(THINGS TO DO):
1: In the text on respectful maternity care, what does the data show causes the maternal health inequities in Black and Indigenous communities?
2: Write the next part of the respectful maternity care text, picking up after its final sentence.

(TEXT UNDER STUDY):
--------------------------------
Respectful Maternity Care

The Problem
The maternal health crisis in the U.S. is worsening, and we need a culture of Respectful Maternity Care to change it. Maternal health inequities weigh on Black and Indigenous communities, and data shows that it is due to structural and interpersonal racism. We need to be honest about how Black women are treated during maternity care.
Systems acknowledging the ways racism affects birth outcomes requires exploring innovative anti-racist models and tools for quality improvement. Despite the prevalence of racist microaggressions and bias fueling disrespect in labor and delivery care in the U.S., there are limited tools that can measure disrespect or that support provider behavior change. Health systems are ready for accountability and quality improvement measures for racism, starting with obstetric racism.
--------------------------------
(DATA LISTING):
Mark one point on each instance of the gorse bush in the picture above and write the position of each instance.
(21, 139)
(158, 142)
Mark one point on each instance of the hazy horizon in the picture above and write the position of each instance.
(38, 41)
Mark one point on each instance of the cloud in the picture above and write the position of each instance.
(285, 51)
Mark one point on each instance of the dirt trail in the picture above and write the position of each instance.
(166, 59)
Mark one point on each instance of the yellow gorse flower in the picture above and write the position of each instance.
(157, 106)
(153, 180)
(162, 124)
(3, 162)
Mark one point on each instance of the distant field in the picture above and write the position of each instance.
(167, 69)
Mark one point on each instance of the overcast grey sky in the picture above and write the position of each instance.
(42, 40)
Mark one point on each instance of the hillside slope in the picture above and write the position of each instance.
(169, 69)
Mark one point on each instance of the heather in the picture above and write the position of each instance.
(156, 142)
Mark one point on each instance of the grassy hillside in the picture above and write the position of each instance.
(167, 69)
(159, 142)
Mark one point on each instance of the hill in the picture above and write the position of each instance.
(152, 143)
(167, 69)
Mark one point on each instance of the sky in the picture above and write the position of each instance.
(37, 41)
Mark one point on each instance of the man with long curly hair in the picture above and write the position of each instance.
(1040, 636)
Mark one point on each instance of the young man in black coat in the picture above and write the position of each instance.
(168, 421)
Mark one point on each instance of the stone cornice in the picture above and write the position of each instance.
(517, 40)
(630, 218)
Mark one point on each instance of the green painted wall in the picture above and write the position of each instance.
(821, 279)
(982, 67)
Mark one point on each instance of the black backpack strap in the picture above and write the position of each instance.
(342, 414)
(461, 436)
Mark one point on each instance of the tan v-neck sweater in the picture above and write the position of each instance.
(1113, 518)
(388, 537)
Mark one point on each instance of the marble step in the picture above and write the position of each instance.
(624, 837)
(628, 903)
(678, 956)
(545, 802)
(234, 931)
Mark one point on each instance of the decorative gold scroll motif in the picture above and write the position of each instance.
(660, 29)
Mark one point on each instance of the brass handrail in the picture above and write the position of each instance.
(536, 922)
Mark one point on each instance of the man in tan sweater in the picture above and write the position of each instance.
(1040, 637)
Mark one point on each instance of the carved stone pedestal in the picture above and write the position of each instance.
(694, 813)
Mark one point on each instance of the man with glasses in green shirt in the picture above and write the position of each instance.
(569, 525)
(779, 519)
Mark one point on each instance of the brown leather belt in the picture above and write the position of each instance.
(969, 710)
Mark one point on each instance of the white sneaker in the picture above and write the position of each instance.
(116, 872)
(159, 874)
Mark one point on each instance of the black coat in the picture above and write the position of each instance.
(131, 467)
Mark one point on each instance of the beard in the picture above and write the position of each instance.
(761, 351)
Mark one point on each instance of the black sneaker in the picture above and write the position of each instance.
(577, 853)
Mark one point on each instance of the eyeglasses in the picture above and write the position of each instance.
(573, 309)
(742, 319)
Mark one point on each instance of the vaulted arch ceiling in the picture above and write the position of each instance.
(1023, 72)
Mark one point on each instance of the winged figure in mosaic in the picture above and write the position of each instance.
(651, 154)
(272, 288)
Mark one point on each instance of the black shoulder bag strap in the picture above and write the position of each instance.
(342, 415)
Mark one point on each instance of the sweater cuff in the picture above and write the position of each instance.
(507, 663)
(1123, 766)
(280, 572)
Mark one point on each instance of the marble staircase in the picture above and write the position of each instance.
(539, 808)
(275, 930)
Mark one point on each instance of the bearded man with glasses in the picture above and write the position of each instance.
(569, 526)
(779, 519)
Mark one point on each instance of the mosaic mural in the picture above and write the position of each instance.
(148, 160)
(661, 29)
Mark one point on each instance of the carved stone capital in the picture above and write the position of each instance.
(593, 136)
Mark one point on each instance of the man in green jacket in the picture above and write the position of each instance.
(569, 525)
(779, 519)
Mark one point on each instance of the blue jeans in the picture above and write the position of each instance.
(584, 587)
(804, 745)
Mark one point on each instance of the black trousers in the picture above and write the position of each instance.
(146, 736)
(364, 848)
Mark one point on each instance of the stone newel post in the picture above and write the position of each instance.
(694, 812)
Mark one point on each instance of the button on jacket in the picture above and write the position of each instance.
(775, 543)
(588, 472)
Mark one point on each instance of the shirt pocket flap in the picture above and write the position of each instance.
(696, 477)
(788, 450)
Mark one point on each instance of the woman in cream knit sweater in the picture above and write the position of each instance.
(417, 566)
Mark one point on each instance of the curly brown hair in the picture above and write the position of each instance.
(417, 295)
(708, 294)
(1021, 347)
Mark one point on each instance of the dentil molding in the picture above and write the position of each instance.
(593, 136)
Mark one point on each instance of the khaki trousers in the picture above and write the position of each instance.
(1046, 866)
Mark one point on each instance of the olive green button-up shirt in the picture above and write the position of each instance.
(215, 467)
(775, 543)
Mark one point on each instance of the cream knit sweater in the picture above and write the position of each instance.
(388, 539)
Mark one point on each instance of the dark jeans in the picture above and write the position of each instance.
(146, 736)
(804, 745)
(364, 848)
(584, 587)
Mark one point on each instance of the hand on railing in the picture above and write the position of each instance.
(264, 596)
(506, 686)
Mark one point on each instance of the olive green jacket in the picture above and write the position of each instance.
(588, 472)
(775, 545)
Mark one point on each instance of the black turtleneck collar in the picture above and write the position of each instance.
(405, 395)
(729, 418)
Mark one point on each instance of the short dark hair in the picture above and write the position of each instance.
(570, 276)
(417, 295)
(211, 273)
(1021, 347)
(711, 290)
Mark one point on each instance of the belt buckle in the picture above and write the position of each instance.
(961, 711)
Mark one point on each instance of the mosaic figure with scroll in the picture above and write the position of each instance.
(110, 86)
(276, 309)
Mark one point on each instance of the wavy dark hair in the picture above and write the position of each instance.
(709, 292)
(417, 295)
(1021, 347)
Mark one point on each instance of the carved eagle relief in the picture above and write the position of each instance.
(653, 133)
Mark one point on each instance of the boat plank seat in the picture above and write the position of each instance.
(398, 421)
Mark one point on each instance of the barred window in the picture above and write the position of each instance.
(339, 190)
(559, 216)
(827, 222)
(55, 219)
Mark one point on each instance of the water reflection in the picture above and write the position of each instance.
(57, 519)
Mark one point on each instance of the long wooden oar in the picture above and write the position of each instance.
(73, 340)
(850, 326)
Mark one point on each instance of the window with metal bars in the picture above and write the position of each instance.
--------------------------------
(RESPONSES BY ITEM NUMBER):
1: Structural and interpersonal racism.

2:
The Plan
NBEC and a wide array of clinical, philanthropic, academic, and community-based partners are creating tools and a supporting infrastructure to support better birth outcomes with Respectful Maternity Care.
Respectful Maternity Care is radical shift in practice to reduce inequities in birth outcomes. Providers are trained and socialized to practice in ways that perpetuate racial biases. Medical training and quality improvement is slowly moving towards equitable models of care, but most of our workforce has been trained under an institutionally racist system. Establishing Respectful Maternity Care is normalizing a new model of care at the core of medical practice!